Exercise goal - Return the exact lines spanning from the line with "Mark a dot on every instance of the white shorts" through the last line of the entries, boundaries included, and no others.
::: Data provided
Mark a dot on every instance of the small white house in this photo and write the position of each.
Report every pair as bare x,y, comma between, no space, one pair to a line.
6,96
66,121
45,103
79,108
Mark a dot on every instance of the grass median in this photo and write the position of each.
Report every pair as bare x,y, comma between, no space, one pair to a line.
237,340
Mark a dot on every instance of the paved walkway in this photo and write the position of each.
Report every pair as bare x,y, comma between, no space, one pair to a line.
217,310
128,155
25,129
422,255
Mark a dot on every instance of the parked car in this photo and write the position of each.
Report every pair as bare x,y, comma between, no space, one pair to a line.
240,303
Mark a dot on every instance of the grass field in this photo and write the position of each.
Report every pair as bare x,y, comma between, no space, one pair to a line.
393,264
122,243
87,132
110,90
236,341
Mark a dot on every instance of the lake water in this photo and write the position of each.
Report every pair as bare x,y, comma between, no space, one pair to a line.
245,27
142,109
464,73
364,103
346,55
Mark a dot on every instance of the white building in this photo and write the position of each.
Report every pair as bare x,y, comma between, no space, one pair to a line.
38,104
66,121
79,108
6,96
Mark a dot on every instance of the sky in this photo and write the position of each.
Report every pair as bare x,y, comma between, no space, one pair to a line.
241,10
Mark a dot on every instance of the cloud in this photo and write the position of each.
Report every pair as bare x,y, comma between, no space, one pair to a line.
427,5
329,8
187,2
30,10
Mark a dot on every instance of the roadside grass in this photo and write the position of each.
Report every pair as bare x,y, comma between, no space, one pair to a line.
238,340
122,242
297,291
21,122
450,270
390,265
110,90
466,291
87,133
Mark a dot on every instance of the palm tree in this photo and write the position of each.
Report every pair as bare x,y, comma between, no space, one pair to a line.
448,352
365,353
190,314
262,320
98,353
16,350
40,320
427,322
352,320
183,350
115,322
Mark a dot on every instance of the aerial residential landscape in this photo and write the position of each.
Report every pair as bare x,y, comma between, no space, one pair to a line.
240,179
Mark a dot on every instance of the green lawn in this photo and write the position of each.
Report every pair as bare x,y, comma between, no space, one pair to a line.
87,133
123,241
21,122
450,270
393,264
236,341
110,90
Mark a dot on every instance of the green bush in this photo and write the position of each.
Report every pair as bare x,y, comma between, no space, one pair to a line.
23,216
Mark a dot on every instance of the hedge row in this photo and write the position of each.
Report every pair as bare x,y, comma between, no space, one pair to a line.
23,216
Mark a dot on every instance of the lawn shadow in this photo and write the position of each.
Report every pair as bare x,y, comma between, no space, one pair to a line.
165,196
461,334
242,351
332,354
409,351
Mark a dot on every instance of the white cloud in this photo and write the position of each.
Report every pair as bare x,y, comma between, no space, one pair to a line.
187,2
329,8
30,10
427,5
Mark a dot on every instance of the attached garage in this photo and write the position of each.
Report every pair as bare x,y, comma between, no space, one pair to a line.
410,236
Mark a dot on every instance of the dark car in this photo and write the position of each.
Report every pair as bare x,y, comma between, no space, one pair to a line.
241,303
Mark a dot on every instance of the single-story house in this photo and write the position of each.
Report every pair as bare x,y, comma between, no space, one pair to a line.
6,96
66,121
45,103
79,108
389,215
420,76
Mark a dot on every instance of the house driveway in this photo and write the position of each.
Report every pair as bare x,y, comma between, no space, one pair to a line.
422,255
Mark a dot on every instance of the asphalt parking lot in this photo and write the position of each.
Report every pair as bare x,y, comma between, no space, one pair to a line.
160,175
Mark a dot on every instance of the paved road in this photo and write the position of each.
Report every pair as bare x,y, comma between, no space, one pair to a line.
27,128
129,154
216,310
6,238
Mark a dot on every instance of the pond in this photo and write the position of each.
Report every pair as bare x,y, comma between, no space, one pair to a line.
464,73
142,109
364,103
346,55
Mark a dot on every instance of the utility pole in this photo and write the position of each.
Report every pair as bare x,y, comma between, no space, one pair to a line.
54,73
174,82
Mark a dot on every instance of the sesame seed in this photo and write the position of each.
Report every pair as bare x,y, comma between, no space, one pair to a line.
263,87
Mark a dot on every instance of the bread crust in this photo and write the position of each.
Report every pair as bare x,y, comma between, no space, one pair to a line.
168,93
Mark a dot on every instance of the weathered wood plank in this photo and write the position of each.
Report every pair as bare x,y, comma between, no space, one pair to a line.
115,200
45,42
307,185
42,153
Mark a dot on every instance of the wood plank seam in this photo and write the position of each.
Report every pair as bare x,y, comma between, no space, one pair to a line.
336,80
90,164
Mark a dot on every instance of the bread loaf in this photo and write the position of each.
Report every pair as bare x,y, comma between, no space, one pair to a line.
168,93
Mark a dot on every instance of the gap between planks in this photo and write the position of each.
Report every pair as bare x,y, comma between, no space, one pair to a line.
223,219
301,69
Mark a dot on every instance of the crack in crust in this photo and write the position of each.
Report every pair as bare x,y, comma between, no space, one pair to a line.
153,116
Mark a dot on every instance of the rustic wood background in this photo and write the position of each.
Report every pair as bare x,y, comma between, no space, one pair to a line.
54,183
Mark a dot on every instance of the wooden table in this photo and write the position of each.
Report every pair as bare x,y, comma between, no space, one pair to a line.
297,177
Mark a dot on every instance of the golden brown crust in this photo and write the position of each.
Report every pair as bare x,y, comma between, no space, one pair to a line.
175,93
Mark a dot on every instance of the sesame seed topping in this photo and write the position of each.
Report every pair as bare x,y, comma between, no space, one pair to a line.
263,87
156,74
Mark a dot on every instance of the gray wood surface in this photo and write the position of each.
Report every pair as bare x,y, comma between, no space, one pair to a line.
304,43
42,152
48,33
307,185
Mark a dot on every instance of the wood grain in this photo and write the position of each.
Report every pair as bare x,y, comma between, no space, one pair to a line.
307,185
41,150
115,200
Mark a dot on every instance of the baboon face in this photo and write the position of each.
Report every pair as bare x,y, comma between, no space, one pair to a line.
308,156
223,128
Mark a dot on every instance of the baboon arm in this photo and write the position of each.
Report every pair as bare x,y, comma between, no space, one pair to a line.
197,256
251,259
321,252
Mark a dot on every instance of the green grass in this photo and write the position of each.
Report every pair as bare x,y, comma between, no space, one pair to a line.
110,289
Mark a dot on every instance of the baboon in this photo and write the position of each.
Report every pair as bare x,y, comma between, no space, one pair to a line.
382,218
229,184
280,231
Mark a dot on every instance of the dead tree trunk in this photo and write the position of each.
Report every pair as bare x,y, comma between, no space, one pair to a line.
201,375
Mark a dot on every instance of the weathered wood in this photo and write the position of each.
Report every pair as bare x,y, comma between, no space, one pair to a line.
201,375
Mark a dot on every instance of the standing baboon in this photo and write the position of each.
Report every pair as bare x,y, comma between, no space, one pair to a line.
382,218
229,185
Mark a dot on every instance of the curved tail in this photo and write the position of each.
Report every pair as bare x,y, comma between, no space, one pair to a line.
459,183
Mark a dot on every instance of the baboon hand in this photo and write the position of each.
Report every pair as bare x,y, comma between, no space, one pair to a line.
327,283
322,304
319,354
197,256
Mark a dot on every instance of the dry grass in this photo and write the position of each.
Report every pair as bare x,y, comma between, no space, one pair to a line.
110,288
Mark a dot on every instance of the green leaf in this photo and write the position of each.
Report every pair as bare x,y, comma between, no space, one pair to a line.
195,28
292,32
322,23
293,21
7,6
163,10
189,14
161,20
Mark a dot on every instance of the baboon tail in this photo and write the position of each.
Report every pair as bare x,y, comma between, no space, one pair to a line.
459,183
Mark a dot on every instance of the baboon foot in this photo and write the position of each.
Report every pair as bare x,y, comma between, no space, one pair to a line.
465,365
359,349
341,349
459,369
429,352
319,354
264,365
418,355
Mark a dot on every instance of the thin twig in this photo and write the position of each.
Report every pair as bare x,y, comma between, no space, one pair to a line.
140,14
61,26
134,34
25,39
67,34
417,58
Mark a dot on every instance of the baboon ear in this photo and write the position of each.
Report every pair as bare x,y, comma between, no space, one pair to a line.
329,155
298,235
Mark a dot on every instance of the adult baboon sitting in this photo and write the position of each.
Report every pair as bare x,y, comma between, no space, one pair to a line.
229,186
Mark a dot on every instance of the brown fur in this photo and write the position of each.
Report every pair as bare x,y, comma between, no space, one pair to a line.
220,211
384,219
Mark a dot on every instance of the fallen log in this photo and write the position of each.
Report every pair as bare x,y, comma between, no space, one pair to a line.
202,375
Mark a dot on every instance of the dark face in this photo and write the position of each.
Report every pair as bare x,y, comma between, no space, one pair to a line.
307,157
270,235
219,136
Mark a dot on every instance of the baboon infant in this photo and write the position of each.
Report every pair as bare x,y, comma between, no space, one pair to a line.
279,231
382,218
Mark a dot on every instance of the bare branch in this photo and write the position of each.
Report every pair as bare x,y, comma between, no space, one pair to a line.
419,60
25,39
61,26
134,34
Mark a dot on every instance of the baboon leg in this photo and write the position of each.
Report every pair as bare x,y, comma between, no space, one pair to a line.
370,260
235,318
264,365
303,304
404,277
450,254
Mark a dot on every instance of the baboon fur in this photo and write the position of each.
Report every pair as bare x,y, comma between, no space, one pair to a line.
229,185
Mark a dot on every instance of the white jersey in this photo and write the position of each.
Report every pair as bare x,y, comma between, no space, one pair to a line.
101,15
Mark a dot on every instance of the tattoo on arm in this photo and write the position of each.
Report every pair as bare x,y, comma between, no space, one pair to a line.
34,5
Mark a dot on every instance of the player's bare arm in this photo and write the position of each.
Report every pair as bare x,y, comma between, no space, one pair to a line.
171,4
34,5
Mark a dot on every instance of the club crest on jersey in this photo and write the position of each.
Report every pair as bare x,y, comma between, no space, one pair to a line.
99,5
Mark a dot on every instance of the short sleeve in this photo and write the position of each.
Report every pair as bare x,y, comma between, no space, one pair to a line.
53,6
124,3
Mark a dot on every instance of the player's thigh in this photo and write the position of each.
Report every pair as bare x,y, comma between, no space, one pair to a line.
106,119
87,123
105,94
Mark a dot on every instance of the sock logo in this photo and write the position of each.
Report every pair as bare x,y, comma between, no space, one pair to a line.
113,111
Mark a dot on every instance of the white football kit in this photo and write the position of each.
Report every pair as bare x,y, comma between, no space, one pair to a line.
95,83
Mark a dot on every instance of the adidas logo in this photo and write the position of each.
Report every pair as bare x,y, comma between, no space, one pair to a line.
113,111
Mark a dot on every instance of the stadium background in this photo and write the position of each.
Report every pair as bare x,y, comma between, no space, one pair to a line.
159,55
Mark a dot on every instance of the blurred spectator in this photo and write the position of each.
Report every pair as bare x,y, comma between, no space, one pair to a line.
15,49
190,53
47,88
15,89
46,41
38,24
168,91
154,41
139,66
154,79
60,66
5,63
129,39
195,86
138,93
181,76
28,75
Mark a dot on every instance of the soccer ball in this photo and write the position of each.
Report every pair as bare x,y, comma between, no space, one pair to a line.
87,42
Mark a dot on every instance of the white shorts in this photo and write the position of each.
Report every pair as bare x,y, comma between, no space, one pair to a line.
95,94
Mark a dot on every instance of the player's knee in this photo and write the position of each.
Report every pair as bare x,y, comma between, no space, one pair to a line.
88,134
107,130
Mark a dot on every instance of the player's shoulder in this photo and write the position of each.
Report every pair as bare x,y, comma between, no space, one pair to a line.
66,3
::::::
Reply -
Mark a dot on every instance of the white shorts in this photo and write the position of each.
Report every pair as bare x,y, comma between, no space, one pair to a line.
95,94
Mark a dot on every instance of the player's knee in this photo and write the position of each.
Report every pair as bare x,y, comma between, no space, one pair to a line.
88,134
107,130
Mark a dot on every instance of the player's shoulder in this photo and write the position of each.
Report every pair as bare x,y, comma between, no space, one pair to a line.
66,3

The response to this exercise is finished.